Print the data in full, exactly as it reads.

Saved entries
——
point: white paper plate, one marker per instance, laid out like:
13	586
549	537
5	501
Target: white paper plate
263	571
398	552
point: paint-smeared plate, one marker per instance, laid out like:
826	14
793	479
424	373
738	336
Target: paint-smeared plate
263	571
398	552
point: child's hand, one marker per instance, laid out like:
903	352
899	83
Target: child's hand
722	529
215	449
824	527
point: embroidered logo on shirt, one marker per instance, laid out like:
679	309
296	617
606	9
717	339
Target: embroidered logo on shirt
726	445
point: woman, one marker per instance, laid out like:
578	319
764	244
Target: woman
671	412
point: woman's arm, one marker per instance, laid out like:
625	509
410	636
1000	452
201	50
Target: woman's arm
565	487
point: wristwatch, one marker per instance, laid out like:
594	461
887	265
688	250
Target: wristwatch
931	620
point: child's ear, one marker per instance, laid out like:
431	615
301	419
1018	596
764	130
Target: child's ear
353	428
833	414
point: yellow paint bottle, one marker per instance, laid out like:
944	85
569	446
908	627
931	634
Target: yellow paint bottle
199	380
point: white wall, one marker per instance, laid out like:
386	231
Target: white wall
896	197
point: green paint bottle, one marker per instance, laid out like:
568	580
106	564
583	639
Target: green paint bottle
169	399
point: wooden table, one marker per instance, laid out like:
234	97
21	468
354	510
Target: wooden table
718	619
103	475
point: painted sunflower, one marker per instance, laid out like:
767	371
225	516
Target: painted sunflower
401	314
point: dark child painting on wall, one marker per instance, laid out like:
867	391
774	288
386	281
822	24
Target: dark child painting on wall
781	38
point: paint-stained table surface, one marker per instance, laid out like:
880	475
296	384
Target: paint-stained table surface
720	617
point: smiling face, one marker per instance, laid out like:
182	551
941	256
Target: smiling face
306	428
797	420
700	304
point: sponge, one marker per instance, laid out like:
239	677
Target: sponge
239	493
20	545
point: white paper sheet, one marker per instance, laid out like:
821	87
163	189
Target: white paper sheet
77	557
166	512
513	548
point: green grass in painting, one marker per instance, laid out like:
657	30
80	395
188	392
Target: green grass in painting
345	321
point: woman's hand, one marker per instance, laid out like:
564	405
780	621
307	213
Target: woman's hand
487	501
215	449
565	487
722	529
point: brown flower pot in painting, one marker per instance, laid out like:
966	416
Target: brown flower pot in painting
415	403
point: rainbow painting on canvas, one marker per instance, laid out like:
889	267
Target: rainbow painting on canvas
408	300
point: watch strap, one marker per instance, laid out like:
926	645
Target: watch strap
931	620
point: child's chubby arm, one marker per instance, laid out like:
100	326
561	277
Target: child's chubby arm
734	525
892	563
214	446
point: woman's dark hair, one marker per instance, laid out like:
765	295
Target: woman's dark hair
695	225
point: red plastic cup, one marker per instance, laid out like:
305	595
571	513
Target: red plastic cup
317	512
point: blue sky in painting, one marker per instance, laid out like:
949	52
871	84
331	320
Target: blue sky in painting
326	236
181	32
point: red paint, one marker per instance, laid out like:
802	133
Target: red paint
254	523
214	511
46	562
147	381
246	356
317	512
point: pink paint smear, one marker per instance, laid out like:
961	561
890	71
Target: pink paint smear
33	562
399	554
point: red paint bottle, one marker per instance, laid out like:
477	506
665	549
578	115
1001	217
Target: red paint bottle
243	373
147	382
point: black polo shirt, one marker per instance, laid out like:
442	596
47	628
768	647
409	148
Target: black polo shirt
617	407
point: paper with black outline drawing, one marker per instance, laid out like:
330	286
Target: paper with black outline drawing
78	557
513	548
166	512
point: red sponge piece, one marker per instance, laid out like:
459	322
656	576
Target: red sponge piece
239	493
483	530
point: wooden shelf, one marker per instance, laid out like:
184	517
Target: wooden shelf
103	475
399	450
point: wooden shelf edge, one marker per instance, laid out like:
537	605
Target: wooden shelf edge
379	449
——
◆ YOUR SOLUTION
point: white paper plate, one marker per instance, laid out like:
13	586
549	537
5	501
Target: white paper plate
263	571
398	552
point: paint-smeared plate, one marker per instance, laid out like:
826	14
793	479
424	373
738	336
Target: paint-smeared plate
263	571
398	552
point: child's hand, one marker per instance, laid out like:
903	352
899	83
Target: child's hand
722	529
215	449
824	527
point: embroidered logo on shirt, one marker per instance, laid out like:
679	309
296	617
606	9
717	339
Target: embroidered logo on shirt
726	445
point: woman, one marker per instance, laid out like:
578	319
764	244
Target: woman
671	412
point: woman's arm, one marker per instance, laid out like:
625	509
410	636
1000	452
201	50
Target: woman's arm
565	487
point: wristwatch, one marker per instance, laid out like:
594	461
887	265
688	250
Target: wristwatch
931	620
point: child's ear, one marker per instance, laid out like:
431	615
301	419
1018	596
764	130
Target: child's ear
353	428
833	414
point: yellow paint bottle, one marker per instance, laid out like:
944	85
569	446
908	627
931	634
Target: yellow paint bottle
199	380
point: white wall, one marker per instance, laid out like:
386	231
Target: white wall
896	197
point: green paint bottle, one marker per instance, laid out like:
568	580
106	564
583	639
Target: green paint bottle
169	399
point: wooden table, one marker per instance, laid out like:
234	97
21	468
354	510
Target: wooden table
718	619
103	475
point: painted sunflower, one marker per instance, laid out like:
767	371
225	516
Target: painted sunflower
401	314
point: dark child painting on wall, one marker per instance, laid out like:
867	391
774	288
386	281
822	24
Target: dark child painting on wall
781	38
point: paint-stained table surface, one marker per instance, laid out like:
880	475
296	384
Target: paint-stained table surface
720	617
point: smiling face, one marker per instance, laid out like:
182	551
941	256
Target: smiling face
306	428
797	420
700	304
point: sponge, one marker per instance, laid out like:
239	677
Target: sponge
239	493
20	545
point: white paper sheet, one marker per instance, laid out like:
821	87
163	189
Target: white paper sheet
77	557
166	512
513	548
point: green grass in painting, one marker per instance, laid out like:
657	30
80	395
188	392
Target: green grass in painting
345	321
point: woman's hand, one marker per instance, laid out like:
564	405
780	621
307	213
Target: woman's hand
487	501
215	449
565	487
722	529
point: brown flower pot in painting, one marker per instance, laid out like:
966	416
Target: brown flower pot in painting
415	403
point: rainbow painting on canvas, one marker per instance, laid out like:
889	267
Target: rainbow painting on canvas
408	300
point: watch strap, one marker per instance, laid out like:
926	645
Target: watch strap
931	620
point: child's chubby arm, one marker per instance, laid out like:
100	326
561	277
Target: child's chubby arm
734	525
892	563
214	446
point: woman's dark hair, one marker per instance, laid out like:
765	295
Target: woman's dark hair
695	225
point: red plastic cup, one marker per instance, laid out like:
305	595
571	513
Target: red plastic cup
317	512
point: blue sky in painting, one marker per instance, laid out like:
949	52
871	84
331	320
Target: blue sky in painting
326	236
181	32
point: red paint, one marker per instance, laid out like:
802	133
Target: red paint
254	523
214	511
46	562
147	381
246	356
317	512
point: pink paint smear, one marker per instance, laid out like:
961	561
890	71
Target: pink paint smear
33	562
399	554
point: red paint bottle, one marker per instance, laid out like:
477	506
665	549
578	115
1001	217
Target: red paint bottle
243	373
147	382
point: black polo shirt, one marker per instance, laid out like:
442	596
47	628
768	647
409	148
Target: black polo shirt
617	407
point: paper with black outline drawing, one marker per instance, laid out like:
330	286
Target: paper with black outline drawing
78	557
513	548
166	512
point: red sponge piece, one marker per instance, laid out like:
459	322
656	576
Target: red sponge piece
239	493
483	530
point: wooden shelf, one marker per instance, laid out like:
184	517
Target: wooden shelf
103	475
399	450
point: wooden shelf edge, one marker per instance, laid out like:
537	605
Target: wooden shelf edge
379	449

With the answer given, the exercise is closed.